▶ TEXTO APRESENTADO
Contrariando as acusações do ministro iemenita, membros de diferentes ONG disseram que os raides atingiram não só civis refugiados em Mazraq mas também um camião cheio de combatentes huthis que se encontrava à entrada do campo, situado a menos de dez quilómetros de uma base militar. A tribo huthi, que o ano passado começou os seus avanços para Sul (tomaram a capital, Sanaa, em Setembro) e Leste, concentra-se no Norte, junto à longa fronteira entre o Iémen e a Arábia Saudita.

No dia em que Riad fez saber que admite negociações com todas as partes em conflito promovidas pelo Conselho de Cooperação do Golfo (dos membros do clube dos países petrolíferos da região só Omã recusou juntar-se à campanha militar iemenita), Yaseen disse ainda que desde quinta-feira, quando começaram os bombardeamentos, não houve contactos entre o Governo e os huthis – uma comunidade de confissão zaidita (ramo do islão xiita) que os países árabes sunitas acusam o Irão xiita de instrumentalizar para fortalecer a sua posição regional, a juntar à influência que tem no Iraque, Líbano e Síria, onde apoia o regime de Bashar al-Assad.

▶ INFORMAÇÃO FORNECIDA
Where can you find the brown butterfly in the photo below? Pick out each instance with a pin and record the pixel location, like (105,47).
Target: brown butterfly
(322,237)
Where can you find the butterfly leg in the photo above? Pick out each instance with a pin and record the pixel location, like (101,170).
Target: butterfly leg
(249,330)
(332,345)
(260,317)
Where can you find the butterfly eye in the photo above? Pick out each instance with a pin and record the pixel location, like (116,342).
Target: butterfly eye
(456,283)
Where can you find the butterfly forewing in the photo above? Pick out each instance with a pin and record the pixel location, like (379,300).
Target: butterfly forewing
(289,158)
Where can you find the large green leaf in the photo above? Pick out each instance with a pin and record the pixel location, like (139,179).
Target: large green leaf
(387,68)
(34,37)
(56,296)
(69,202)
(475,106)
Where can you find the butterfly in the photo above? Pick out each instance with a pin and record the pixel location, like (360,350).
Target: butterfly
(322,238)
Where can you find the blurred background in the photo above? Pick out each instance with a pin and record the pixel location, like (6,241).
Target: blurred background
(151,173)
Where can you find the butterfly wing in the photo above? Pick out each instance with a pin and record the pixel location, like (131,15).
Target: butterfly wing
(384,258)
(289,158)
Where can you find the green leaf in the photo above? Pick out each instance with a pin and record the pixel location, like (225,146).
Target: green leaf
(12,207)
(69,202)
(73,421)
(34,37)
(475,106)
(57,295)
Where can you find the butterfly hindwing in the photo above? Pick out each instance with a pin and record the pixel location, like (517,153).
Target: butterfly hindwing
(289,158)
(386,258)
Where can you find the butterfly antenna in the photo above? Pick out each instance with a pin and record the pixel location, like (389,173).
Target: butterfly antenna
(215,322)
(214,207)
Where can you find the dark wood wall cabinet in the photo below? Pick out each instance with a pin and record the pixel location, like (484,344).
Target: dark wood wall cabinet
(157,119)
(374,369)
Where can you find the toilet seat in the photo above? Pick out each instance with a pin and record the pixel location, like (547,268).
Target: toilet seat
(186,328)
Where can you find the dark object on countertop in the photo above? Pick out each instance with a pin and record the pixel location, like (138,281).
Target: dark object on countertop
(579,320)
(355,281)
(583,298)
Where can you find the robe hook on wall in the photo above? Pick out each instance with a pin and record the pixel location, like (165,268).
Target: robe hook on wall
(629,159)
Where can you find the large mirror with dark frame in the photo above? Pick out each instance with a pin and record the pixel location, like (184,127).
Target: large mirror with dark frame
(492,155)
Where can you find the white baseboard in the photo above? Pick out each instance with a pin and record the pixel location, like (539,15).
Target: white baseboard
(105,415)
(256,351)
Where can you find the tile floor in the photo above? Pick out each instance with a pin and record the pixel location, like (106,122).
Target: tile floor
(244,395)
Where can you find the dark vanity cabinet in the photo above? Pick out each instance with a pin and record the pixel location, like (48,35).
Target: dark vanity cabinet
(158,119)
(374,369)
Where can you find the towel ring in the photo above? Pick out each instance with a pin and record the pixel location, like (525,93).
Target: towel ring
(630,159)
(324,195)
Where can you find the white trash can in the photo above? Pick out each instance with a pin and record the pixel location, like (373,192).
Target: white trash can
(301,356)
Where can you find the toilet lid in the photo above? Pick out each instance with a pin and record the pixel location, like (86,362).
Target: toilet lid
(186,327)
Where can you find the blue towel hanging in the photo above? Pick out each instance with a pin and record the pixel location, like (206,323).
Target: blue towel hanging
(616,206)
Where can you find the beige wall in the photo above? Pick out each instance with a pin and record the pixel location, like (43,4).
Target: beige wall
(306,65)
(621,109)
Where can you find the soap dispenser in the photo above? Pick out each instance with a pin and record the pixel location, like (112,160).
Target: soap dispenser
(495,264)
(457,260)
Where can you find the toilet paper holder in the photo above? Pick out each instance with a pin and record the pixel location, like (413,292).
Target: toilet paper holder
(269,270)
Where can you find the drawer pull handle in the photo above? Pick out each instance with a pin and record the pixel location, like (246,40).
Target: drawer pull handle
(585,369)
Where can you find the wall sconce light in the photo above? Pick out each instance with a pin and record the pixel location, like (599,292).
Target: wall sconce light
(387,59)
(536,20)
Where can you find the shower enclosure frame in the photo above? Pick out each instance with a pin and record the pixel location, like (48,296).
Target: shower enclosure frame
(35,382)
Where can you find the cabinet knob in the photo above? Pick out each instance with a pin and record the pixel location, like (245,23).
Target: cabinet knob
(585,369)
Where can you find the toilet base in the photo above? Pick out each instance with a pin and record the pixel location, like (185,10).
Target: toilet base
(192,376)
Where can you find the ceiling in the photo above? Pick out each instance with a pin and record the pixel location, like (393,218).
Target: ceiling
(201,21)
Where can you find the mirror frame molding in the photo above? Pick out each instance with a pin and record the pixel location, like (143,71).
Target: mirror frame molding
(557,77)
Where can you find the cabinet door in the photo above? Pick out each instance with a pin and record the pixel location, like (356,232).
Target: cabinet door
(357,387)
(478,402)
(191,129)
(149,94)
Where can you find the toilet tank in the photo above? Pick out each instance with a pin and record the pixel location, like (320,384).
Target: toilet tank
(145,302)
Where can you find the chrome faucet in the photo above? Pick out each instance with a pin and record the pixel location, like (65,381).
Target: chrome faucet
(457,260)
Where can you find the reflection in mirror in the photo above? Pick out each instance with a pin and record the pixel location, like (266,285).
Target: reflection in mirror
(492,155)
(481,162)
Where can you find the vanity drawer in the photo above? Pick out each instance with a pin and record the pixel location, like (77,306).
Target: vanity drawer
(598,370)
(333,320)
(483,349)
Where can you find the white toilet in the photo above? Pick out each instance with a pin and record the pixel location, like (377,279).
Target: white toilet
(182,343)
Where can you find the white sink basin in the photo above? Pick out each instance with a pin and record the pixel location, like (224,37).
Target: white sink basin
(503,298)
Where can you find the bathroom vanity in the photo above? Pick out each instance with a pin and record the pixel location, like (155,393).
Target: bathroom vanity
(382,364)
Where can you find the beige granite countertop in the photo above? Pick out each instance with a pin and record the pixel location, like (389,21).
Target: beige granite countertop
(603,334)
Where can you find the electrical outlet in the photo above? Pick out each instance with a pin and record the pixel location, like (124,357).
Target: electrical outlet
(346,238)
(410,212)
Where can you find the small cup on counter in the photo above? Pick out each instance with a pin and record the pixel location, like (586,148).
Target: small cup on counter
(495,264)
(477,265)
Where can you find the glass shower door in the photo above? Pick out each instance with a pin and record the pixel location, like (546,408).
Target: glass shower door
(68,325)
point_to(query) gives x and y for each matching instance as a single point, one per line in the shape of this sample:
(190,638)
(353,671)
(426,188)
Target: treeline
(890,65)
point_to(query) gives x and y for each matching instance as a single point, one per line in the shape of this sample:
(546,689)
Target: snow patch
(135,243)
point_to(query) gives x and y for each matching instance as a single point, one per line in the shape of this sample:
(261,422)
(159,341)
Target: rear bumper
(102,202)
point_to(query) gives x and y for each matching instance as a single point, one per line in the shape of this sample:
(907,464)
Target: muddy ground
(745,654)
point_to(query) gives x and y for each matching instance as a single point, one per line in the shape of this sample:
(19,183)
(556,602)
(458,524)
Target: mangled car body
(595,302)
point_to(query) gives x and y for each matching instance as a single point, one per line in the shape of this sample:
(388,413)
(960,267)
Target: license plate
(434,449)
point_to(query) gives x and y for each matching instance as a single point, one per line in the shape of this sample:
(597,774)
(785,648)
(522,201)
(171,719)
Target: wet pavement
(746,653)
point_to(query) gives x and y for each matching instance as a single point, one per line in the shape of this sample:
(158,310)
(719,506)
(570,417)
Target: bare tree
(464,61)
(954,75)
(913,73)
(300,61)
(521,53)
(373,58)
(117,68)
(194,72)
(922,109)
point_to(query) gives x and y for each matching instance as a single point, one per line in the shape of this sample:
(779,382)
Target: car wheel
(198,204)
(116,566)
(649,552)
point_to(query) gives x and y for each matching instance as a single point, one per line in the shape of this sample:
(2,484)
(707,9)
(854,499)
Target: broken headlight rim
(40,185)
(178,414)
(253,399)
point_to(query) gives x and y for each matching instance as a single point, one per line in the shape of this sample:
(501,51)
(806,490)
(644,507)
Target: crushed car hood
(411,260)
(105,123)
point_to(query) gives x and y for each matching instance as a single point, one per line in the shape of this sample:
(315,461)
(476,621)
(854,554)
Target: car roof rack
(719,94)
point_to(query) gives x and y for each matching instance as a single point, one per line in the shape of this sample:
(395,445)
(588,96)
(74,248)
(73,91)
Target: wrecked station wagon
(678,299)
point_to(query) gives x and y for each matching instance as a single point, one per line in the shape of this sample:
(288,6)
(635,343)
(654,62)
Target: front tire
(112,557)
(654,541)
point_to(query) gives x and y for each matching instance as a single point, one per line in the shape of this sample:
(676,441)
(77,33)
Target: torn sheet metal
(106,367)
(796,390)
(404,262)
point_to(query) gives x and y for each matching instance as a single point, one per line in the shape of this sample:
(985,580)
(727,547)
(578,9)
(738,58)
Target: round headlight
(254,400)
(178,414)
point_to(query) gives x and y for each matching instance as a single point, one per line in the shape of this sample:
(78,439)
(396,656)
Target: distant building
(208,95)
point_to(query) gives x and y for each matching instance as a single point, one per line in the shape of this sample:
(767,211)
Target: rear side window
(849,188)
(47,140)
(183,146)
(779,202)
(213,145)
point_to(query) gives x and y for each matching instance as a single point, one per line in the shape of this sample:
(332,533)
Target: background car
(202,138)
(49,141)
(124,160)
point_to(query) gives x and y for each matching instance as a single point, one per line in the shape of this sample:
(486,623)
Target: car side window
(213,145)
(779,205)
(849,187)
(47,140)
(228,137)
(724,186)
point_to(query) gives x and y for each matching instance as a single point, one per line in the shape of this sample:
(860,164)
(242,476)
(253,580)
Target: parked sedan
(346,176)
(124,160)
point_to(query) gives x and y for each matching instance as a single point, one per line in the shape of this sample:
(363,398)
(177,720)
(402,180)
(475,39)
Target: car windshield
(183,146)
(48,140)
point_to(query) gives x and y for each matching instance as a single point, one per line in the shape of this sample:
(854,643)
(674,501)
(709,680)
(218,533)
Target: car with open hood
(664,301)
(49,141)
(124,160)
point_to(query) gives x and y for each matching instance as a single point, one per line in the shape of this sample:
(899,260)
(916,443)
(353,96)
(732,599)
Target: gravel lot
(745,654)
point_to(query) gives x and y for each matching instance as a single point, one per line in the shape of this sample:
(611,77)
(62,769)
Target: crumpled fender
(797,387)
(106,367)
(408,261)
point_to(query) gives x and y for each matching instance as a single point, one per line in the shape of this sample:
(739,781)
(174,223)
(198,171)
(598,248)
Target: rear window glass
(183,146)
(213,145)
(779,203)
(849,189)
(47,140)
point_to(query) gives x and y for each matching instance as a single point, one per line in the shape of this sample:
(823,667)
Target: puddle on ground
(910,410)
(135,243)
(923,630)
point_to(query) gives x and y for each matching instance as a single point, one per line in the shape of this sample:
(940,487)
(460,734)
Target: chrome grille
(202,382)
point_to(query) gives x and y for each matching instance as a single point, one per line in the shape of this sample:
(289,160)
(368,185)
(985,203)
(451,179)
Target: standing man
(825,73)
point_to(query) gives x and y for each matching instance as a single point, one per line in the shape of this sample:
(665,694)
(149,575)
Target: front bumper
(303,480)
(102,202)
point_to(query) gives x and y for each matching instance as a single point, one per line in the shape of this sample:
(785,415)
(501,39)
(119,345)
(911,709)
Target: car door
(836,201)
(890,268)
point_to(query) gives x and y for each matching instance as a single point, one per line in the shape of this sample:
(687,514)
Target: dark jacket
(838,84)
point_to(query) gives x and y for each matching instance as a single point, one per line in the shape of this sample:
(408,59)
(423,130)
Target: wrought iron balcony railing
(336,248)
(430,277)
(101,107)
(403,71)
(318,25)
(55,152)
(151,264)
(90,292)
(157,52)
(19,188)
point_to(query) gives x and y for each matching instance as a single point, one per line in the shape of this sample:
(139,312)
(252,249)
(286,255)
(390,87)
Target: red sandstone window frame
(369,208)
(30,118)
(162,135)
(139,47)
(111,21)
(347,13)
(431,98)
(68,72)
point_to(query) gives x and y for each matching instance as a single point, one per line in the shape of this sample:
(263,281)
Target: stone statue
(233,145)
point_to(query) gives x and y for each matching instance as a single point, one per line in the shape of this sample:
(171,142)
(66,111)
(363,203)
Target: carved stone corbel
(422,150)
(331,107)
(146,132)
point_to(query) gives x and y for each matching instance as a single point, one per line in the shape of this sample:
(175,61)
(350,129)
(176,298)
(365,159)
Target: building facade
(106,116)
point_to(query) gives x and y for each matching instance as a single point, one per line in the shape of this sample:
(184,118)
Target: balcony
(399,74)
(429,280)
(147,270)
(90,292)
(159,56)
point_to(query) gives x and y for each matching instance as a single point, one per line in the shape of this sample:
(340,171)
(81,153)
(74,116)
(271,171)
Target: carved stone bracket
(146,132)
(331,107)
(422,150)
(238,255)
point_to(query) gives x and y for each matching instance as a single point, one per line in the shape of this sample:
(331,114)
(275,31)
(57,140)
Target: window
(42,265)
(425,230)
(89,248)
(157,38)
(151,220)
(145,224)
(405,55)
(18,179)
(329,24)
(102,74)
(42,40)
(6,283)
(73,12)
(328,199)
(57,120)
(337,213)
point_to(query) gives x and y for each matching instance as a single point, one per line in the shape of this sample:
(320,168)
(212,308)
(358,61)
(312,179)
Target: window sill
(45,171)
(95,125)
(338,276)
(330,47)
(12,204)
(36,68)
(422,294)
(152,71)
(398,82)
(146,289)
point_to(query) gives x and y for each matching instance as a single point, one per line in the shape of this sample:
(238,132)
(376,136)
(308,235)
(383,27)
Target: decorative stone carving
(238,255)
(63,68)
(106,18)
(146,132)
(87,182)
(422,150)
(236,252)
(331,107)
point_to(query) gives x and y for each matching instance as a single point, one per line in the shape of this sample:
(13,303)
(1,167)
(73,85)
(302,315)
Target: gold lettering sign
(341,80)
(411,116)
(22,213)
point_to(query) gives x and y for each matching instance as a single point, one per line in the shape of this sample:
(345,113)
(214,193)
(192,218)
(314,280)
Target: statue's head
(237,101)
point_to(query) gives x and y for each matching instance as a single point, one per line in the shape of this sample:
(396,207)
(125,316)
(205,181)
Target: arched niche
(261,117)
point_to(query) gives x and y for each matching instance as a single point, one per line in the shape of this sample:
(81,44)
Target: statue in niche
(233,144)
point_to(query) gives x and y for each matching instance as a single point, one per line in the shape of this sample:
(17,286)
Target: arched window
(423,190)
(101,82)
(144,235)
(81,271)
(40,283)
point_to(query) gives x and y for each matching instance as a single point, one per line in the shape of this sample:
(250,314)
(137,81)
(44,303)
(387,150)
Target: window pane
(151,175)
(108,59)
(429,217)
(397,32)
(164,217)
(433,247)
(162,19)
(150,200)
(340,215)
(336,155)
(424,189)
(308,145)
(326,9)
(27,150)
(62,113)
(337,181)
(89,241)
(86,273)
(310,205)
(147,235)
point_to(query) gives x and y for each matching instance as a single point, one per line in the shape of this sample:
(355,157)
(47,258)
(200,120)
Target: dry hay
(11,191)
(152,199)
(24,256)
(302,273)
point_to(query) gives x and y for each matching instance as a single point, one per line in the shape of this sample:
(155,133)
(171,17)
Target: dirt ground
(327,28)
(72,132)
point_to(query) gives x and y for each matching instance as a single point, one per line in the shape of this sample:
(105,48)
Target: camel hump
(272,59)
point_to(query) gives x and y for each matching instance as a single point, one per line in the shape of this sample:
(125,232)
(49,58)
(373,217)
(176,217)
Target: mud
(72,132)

▶ QUESTÕES SOBRE O MATERIAL
**1.** De acordo com o texto sobre o conflito no Iémen, qual foi o único membro do Conselho de Cooperação do Golfo que recusou juntar-se à campanha militar?
**2.** Retome o texto sobre o conflito no Iémen a partir do ponto em que termina.
Os itens acima não são necessários.

▶ RESULTADOS DAS TAREFAS
**1.** Omã.

**2.**
Para além dos mortos em Mazraq, houve vítimas civis e militares em bombardeamentos nos arredores de Sanaa, em Taiz (terceira cidade, situada na estrada que liga Sanaa a Áden) e nos subúrbios de Áden. Houve ainda raides contra radares e defesas antiaéreas perto de Marib, 140 quilómetros a leste da capital, em Hudeidha, no Mar Vermelho, e várias posições militares em Mokha, como Hudeidha na costa ocidental mas mais a Sul.

Os habitantes de Áden queixam-se dos cortes de electricidade, que duram pelo menos seis horas por dia, e dos medicamentos e alimentos que começam a faltar na cidade. O porto está fechado, assim como a estrada até Taiz, de onde chegam a maioria dos bens básicos. Os hospitais também estão a transbordar, incluindo um de 45 camas gerido pelos Médicos Sem Fronteira que já recebe 150 pessoas.

Tropas terrestres?

Os sauditas – que esta segunda-feira viram o Paquistão confirmar o envio de forças e o Egipto atacar pela primeira vez a partir dos navios de guerra que enviou para o Golfo de Áden – insistem que o objectivo é obrigar os huthis a renderem-se e devolver o poder a Hadi. Para já, Riad diz que não está a considerar uma invasão terrestre do país na ponta Sul da Península Arábica, mas tem 150 mil soldados na fronteira e não põe de lado o envio de enviar terrestres.

Muitos analistas defendem que os bombardeamentos não vão chegar para mudar de forma significativa o equilíbrio de poderes e obrigar os huthis a negociar. Mas outros lembram que ninguém (sauditas e egípcios já o fizeram) guarda boas memórias de combates no Iémen, um país de tribos, deserto e desfiladeiros. Para além disso, uma invasão poderia conduzir a uma escalada por parte do Irão, que desmente apoiar a milícia xiita. Isto num país com uma posição estratégica fundamental para o comércio marítimo, nomeadamente o do petróleo.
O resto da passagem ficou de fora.